● **Work to do**
Copy out the article on the Forward Fiji Declaration word for word, in full.

● **Article**
* * * *

In what has been described as a historic moment for Fiji, leaders signed a declaration on Sunday to mark a major step towards unity and reconciliation between the two largest races in the country.
The 'Forward Fiji Declaration' hopes to usher in a new era of understanding between the indigenous (iTaukei) and Indo-Fijian people and leave behind the hurt and animosity of the past that have plagued the nation for decades.
The declaration has been touted to hold great significance as the country's political leaders attempt to address deep-rooted issues which have affected the relationship between the two main ethnic communities in Fiji.
At the forefront of these issues have been the racially motivated political upheavals of 1987 and 2000, in which coups targeted Fijian-Indians, whose forefathers arrived in Fiji as indentured labourers known as Girmitiyas 144 years ago.
On Sunday, Prime Minister Sitiveni Rabuka, Deputy Prime Minister and Finance Minister Biman Prasad, Methodist Church of Fiji and Rotuma President Reverend Ili Vunisuwai, Former Prime Minister and Leader of Fiji Labour Party Mahendra Chaudhry, and other religious organisation leaders formalised a promise to acknowledge and leave the past behind.

* * * *

● **Data lines**

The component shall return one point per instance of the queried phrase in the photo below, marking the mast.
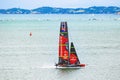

* * * *

● **Written solution**
In what has been described as a historic moment for Fiji, leaders signed a declaration on Sunday to mark a major step towards unity and reconciliation between the two largest races in the country.
The 'Forward Fiji Declaration' hopes to usher in a new era of understanding between the indigenous (iTaukei) and Indo-Fijian people and leave behind the hurt and animosity of the past that have plagued the nation for decades.
The declaration has been touted to hold great significance as the country's political leaders attempt to address deep-rooted issues which have affected the relationship between the two main ethnic communities in Fiji.
At the forefront of these issues have been the racially motivated political upheavals of 1987 and 2000, in which coups targeted Fijian-Indians, whose forefathers arrived in Fiji as indentured labourers known as Girmitiyas 144 years ago.
On Sunday, Prime Minister Sitiveni Rabuka, Deputy Prime Minister and Finance Minister Biman Prasad, Methodist Church of Fiji and Rotuma President Reverend Ili Vunisuwai, Former Prime Minister and Leader of Fiji Labour Party Mahendra Chaudhry, and other religious organisation leaders formalised a promise to acknowledge and leave the past behind.